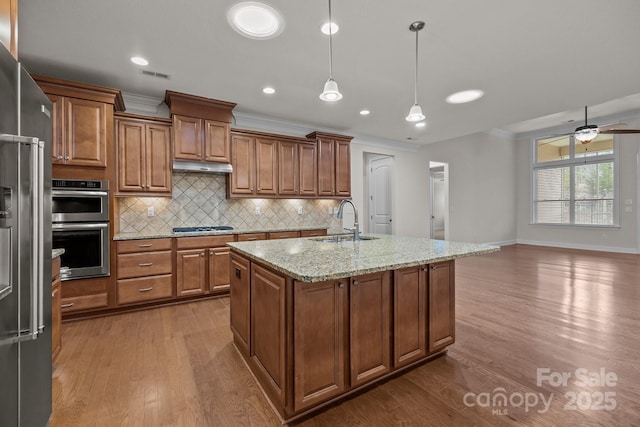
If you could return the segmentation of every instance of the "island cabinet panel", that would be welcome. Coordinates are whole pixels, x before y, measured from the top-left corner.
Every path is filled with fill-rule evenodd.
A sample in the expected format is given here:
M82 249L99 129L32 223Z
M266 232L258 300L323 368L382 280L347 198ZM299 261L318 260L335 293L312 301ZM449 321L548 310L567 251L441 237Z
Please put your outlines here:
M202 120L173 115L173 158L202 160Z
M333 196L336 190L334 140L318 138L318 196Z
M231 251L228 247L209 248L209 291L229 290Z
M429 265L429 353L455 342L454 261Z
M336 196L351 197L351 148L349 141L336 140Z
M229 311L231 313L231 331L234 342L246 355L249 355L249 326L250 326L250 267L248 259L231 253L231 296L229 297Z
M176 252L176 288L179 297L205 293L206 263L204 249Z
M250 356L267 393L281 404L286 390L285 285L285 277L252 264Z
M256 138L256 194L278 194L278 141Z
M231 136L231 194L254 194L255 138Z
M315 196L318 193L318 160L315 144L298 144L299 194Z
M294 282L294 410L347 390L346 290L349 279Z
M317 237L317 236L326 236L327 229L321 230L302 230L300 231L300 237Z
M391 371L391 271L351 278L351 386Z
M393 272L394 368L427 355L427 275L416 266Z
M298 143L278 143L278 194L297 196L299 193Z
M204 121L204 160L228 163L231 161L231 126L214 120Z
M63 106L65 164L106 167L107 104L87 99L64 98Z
::::::::
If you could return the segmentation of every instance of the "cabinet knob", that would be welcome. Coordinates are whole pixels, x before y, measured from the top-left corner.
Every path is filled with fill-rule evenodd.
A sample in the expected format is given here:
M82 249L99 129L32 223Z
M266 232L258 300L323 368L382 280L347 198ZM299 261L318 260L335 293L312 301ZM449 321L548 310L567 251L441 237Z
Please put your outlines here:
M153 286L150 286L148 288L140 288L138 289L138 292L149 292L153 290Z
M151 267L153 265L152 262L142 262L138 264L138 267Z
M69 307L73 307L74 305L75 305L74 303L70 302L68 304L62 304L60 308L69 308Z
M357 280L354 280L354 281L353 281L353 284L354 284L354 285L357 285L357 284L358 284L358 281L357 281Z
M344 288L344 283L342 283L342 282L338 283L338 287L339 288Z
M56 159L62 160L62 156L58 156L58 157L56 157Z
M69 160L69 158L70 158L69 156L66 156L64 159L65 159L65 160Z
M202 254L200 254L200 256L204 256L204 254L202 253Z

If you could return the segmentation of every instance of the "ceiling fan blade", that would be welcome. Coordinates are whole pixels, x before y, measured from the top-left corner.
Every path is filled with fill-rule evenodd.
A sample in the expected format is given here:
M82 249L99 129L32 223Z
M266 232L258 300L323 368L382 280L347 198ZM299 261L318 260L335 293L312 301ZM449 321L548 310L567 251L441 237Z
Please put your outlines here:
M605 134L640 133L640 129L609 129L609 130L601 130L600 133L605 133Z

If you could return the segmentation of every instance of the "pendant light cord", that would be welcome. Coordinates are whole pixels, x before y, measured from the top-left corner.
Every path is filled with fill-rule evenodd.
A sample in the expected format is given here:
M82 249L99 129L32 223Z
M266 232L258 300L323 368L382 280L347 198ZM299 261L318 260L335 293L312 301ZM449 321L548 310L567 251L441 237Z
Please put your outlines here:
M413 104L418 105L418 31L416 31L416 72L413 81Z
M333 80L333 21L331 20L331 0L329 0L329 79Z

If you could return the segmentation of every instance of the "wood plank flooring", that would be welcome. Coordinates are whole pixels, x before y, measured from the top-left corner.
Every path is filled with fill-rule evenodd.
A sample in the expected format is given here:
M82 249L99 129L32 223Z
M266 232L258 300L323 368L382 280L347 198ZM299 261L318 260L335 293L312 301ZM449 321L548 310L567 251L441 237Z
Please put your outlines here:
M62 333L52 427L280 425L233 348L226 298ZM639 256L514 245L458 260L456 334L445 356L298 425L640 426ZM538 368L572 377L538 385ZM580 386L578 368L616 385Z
::::::::
- _What this task involves_
Within the entries above, find each line where "that" appears; copy every one.

- _Written answer_
If you could return the segmentation of every instance of the "island cabinet panel", that would be welcome. Coordinates are whole pixels, x before y, measured from the top-left corner.
If you could return the segmentation of every instance of the "cabinet knob", that would be welcome. Coordinates are whole pixels, x before y, measured from the top-left corner.
If you could return the segmentation of every instance of the "ceiling fan blade", that would be welcome. Coordinates are whole pixels, x before y, measured from the top-left corner.
If you could return the segmentation of every instance of the "pendant light cord", that would be welcome. Coordinates are whole pixels, x before y, measured from the top-left corner.
If you could return the segmentation of every instance of the "wood plank flooring", that would be welcome. Coordinates are whole pixels, x before y, measured from the top-left corner.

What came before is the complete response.